OBJECTIVE
Would you restate all the data that follows, word for word?
## begin DATA SECTION
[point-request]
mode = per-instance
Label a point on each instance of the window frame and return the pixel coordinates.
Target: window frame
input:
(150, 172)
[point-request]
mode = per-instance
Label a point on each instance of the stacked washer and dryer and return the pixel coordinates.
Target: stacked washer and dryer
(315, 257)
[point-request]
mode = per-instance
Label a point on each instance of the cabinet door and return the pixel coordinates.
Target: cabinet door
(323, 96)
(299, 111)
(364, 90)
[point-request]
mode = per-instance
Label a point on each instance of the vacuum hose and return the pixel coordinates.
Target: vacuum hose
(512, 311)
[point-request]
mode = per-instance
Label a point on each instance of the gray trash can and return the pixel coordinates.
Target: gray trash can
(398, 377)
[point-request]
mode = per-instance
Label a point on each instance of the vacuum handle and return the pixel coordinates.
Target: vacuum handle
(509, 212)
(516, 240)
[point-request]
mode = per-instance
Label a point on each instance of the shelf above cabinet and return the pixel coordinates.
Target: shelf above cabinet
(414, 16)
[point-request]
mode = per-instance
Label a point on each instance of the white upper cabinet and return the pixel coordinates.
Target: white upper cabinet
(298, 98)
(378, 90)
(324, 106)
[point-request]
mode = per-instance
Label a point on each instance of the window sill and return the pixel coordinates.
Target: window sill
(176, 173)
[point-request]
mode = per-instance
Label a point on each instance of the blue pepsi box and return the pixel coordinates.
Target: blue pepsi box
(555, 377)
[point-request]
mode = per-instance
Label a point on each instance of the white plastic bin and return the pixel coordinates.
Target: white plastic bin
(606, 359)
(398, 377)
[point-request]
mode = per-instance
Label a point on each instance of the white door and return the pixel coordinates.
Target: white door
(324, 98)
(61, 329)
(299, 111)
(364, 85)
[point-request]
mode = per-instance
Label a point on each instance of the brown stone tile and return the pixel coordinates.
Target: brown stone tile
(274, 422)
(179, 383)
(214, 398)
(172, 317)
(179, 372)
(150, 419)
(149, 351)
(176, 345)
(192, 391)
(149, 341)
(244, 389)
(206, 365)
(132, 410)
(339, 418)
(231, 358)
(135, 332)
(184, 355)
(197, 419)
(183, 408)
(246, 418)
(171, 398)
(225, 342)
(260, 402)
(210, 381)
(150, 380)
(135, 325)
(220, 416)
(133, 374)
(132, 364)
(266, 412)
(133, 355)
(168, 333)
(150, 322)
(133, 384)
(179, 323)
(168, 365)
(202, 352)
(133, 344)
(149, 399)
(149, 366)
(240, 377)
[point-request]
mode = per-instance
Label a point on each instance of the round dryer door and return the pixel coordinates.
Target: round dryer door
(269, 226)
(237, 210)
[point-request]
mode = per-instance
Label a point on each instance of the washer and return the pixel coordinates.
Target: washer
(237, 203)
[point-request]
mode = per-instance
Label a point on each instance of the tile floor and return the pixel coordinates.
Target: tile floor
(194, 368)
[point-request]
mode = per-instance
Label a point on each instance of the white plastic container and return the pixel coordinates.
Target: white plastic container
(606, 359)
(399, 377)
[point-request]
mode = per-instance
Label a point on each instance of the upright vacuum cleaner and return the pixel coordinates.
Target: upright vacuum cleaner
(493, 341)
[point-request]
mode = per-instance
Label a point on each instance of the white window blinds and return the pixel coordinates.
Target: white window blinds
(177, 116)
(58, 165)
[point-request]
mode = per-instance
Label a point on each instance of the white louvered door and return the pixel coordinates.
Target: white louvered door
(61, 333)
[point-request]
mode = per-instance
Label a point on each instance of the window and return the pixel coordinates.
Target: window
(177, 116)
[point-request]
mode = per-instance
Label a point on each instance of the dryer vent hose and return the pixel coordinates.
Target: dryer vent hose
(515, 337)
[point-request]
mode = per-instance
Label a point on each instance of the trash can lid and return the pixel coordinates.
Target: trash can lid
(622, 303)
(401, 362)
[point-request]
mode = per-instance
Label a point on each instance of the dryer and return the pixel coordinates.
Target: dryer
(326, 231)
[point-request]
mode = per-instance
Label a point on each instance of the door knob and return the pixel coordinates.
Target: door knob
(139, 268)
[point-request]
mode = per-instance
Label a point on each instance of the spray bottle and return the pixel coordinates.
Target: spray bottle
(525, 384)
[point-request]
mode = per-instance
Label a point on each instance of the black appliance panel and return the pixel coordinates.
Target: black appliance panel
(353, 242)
## end DATA SECTION
TASK RESULT
[point-request]
mode = per-instance
Label a point on each instance of the window frame and return the pixel coordinates.
Target: window frame
input:
(150, 172)
[point-request]
mode = per-instance
Label a point on each instance of the stacked washer and dryer and return the pixel coordinates.
Target: stacked washer and dryer
(315, 257)
[point-request]
mode = per-instance
Label a point on each instance of the cabinet door and return the pixel coordinates.
Target: cabinet door
(323, 96)
(299, 111)
(364, 90)
[point-request]
mode = per-instance
Label a point on each instance of the vacuum hose and return the pixel coordinates.
Target: vacuum hose
(512, 311)
[point-request]
mode = per-instance
Label a point on each instance of the gray trash can and return the pixel coordinates.
Target: gray trash can
(398, 377)
[point-request]
mode = per-instance
Label a point on each instance of the vacuum handle and return the pixel coordinates.
Target: vacuum handle
(509, 212)
(516, 240)
[point-request]
mode = per-instance
Label a point on each instance of the shelf above cabinet and return the pixel coordinates.
Target: shelf above cabinet
(414, 16)
[point-request]
mode = per-instance
Label a point on each instance of the white upper cabinet and return the pixel coordinates.
Target: white upper cabinet
(298, 98)
(378, 90)
(324, 106)
[point-request]
mode = per-instance
Label a point on each instance of the window sill and return the pixel coordinates.
Target: window sill
(176, 173)
[point-request]
mode = per-instance
Label a point on each instance of the blue pepsi box and return the pixel coordinates.
Target: blue pepsi box
(555, 377)
[point-request]
mode = per-instance
Label a point on each instance of the white plastic bin and return the pixel coordinates.
Target: white plastic bin
(606, 359)
(398, 377)
[point-request]
mode = per-instance
Label a point on each instance of the white door and return the pixel coordinates.
Target: white door
(324, 98)
(61, 329)
(299, 111)
(364, 85)
[point-request]
mode = per-instance
Label a point on each instance of the brown stone tile and return the pixel coordinates.
Target: brown stone tile
(274, 422)
(179, 383)
(214, 398)
(172, 317)
(179, 372)
(150, 419)
(149, 351)
(176, 345)
(192, 391)
(149, 341)
(244, 389)
(206, 365)
(132, 410)
(339, 418)
(231, 358)
(135, 332)
(184, 355)
(197, 419)
(183, 408)
(246, 418)
(171, 398)
(225, 342)
(260, 402)
(210, 381)
(150, 380)
(135, 325)
(220, 416)
(133, 374)
(132, 364)
(266, 412)
(133, 355)
(168, 333)
(150, 322)
(133, 384)
(179, 323)
(168, 365)
(202, 352)
(133, 344)
(149, 399)
(149, 366)
(240, 377)
[point-request]
mode = per-instance
Label a point on each instance of the round dryer door and return the pixel coordinates.
Target: round dryer door
(269, 226)
(237, 210)
[point-request]
mode = per-instance
Label a point on each instance of the washer and return the pixel coordinates.
Target: washer
(237, 203)
[point-request]
mode = per-instance
Label a point on each instance of the tile floor and return the pixel coordinates.
Target: tile floor
(194, 368)
[point-request]
mode = per-instance
Label a point on each instance of the white plastic container and return the pixel coordinates.
Target: white plastic container
(606, 359)
(399, 377)
[point-request]
mode = per-instance
Label a point on each instance of the upright vacuum cleaner and return the pixel coordinates.
Target: upright vacuum cleaner
(493, 341)
[point-request]
mode = per-instance
Label a point on each instance of the white window blinds and return the pixel coordinates.
Target: white window blinds
(177, 116)
(58, 165)
[point-request]
mode = per-instance
Label a point on each instance of the white louvered door and return the pixel coordinates.
Target: white louvered door
(61, 333)
[point-request]
mode = per-instance
Label a point on each instance of the window and return the pixel coordinates.
Target: window
(177, 116)
[point-request]
mode = per-instance
Label a point on each instance of the dryer vent hose and return the pixel coordinates.
Target: dryer vent hose
(515, 337)
[point-request]
mode = per-instance
Label a point on each instance of the trash can lid and return the pixel coordinates.
Target: trash can lid
(622, 303)
(401, 362)
[point-request]
mode = per-instance
Label a point on each instance of the dryer and return the pixel coordinates.
Target: dryer
(326, 231)
[point-request]
mode = per-instance
Label a point on each instance of the door knob and return the pixel coordinates.
Target: door knob
(139, 268)
[point-request]
mode = per-instance
Label a point on each instance of the spray bottle and return the pixel coordinates.
Target: spray bottle
(525, 384)
[point-request]
mode = per-instance
Label a point on each instance of the black appliance panel and return the pixel coordinates.
Target: black appliance panel
(353, 242)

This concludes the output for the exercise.